» Required tasks
**a)** Extract from the game jam post below the part that opens with the words containing "Here, I detail" and closes with "in PyGame’s documenation.", copying it word for word.
**b)** Using the game jam post below, decide whether each statement agrees with it, answering yes or no and quoting the deciding words: (i) Flipping Houses was made over 48 hours. (ii) The two developers chose PyGame as their graphics engine. (iii) Both developers are comfortable using a proper game engine.

# Flipping Houses: Architectural Reflections

At the end of last year, I participated in Winter MelonJam 2022 with Hannah Ji. As two unexperienced game developers attending our first “real” game jam, we fumbled for 48 hours and made Flipping Houses in the process. Imagine our surprise when we found out that we placed first, prompting me to reflect on the experience. The judges looked favourably on our product, and with our unorthodox approach to making a game — it’s got to teach something interesting, right?

Here, I detail the game development journey (so far) for Flipping Houses, but with a twist: I’ll be highlighting the important yet mundane; the often-overlooked frameworks that video games build upon, from where we set the origin in a coordinate system, to how we messed up our animation framework, to the mathematics behind how to transform objects in 3D space.

### Processing Information

Both Hannah and I are novices at game development — so much so that neither of us are comfortable with using a “proper” game engine. However, there are two graphics engines that we’ve both used before: Processing and PyGame. We settled on using Processing since it has basic 3D support, something we didn’t find in PyGame’s documenation.

[Some listings]
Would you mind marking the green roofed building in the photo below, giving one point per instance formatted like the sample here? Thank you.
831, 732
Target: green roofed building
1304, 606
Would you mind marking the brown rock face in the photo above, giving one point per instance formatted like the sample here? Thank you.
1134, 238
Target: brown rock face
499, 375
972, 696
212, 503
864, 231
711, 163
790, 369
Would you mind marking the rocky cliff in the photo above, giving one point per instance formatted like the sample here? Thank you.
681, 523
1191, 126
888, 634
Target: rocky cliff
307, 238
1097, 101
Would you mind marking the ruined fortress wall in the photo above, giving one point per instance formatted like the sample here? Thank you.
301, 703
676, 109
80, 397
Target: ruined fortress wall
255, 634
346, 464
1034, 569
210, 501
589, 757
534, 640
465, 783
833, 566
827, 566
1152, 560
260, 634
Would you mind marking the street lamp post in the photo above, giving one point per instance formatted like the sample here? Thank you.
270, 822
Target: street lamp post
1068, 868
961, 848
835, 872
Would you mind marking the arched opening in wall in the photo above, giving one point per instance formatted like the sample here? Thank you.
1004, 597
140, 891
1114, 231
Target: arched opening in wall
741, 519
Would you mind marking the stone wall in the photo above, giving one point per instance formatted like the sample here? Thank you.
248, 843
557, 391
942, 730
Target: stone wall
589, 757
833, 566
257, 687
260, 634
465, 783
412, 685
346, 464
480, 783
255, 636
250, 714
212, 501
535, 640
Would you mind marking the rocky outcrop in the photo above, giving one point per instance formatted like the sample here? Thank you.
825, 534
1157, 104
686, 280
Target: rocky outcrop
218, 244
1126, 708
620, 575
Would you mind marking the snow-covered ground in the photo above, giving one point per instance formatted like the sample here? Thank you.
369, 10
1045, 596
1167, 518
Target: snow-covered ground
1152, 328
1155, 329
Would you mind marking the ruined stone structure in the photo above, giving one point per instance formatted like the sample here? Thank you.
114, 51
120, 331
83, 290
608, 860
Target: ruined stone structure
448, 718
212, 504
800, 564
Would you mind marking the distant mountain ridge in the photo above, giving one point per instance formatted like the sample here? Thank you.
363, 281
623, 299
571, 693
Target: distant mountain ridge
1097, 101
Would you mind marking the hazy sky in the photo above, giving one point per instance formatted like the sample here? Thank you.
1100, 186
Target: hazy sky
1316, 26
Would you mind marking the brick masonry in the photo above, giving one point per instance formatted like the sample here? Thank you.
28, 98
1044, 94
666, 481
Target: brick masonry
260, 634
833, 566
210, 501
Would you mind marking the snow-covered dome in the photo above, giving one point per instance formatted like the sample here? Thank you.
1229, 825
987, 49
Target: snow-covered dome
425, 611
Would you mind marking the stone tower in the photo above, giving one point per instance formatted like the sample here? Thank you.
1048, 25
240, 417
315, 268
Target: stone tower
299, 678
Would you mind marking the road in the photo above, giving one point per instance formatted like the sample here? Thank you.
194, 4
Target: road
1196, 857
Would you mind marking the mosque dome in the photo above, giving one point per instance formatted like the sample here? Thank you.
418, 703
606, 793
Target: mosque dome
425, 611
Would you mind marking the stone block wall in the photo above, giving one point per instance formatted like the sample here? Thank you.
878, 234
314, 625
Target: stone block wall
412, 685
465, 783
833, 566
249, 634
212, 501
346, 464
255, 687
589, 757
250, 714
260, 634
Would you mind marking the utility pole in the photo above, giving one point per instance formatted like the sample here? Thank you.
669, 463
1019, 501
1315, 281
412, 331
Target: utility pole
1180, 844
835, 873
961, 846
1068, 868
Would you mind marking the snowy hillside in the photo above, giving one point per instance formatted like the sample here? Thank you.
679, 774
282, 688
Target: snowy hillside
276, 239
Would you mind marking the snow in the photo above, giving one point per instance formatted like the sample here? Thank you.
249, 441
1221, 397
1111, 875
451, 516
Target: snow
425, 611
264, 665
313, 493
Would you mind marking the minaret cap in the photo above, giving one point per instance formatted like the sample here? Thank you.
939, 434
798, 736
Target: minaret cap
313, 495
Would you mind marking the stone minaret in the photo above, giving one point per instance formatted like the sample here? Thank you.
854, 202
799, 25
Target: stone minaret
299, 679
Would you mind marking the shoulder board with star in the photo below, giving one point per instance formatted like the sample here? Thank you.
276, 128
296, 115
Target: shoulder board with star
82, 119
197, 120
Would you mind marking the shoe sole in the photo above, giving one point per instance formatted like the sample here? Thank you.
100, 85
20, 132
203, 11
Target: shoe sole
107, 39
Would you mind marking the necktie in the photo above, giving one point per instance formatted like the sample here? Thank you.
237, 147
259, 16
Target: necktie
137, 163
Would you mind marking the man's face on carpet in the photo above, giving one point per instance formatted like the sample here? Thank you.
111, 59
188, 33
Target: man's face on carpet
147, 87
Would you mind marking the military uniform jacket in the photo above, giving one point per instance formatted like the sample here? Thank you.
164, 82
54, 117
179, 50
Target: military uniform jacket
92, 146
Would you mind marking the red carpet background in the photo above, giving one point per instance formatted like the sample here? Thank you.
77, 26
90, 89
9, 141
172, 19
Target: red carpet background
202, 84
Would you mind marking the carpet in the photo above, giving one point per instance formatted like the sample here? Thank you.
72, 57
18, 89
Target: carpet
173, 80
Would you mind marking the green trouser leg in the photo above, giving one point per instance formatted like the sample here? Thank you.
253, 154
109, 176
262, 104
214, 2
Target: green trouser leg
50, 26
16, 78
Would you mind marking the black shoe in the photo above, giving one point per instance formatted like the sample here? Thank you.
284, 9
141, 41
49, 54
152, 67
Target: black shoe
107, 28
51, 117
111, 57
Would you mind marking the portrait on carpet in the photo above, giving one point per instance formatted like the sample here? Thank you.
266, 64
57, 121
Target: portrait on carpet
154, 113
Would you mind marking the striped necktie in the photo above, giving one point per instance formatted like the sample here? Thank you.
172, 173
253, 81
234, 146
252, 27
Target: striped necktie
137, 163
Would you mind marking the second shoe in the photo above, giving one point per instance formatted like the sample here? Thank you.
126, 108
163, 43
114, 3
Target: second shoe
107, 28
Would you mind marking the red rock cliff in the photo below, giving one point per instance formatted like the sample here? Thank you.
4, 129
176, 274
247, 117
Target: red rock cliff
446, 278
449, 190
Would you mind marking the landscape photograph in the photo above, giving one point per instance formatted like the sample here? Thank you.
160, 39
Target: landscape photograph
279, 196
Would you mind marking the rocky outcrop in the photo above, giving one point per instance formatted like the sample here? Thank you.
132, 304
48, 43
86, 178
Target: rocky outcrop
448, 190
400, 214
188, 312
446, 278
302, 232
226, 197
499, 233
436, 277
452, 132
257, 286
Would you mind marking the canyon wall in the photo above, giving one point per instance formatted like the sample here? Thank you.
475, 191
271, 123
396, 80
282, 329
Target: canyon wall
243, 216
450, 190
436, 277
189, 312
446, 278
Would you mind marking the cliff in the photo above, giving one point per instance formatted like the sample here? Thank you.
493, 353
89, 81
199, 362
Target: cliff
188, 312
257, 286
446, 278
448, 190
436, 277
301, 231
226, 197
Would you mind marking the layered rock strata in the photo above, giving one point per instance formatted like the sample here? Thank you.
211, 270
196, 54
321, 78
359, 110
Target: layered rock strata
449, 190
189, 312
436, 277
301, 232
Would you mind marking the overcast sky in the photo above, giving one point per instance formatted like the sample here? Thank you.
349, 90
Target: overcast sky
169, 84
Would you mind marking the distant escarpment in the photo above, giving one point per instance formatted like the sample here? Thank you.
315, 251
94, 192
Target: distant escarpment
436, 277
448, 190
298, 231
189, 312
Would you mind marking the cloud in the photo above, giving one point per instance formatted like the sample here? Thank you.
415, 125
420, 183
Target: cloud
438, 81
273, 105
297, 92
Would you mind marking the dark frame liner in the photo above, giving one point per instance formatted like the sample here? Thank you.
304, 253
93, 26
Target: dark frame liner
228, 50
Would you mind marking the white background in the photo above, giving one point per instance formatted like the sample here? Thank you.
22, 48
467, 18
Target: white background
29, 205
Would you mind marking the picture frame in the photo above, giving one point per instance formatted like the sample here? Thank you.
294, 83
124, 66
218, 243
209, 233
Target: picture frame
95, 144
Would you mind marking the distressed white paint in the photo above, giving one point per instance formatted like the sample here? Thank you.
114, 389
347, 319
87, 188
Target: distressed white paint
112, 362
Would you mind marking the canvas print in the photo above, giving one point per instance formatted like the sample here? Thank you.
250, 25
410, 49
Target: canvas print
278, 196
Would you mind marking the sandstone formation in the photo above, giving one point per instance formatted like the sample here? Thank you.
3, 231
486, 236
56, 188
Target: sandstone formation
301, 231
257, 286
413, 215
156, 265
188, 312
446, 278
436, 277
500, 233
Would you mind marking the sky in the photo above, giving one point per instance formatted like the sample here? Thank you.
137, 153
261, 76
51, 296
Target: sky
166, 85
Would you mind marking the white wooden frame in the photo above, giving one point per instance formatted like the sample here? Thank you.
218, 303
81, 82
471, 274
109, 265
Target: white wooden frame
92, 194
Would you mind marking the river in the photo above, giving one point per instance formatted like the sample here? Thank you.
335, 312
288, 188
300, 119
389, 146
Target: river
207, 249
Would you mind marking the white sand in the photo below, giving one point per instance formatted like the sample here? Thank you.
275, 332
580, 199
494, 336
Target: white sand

» Written responses
**a)**
Here, I detail the game development journey (so far) for Flipping Houses, but with a twist: I’ll be highlighting the important yet mundane; the often-overlooked frameworks that video games build upon, from where we set the origin in a coordinate system, to how we messed up our animation framework, to the mathematics behind how to transform objects in 3D space.

### Processing Information

Both Hannah and I are novices at game development — so much so that neither of us are comfortable with using a “proper” game engine. However, there are two graphics engines that we’ve both used before: Processing and PyGame. We settled on using Processing since it has basic 3D support, something we didn’t find in PyGame’s documenation.

**b)**
(i) Yes: "we fumbled for 48 hours and made Flipping Houses in the process."
(ii) No: "We settled on using Processing since it has basic 3D support"
(iii) No: "neither of us are comfortable with using a “proper” game engine"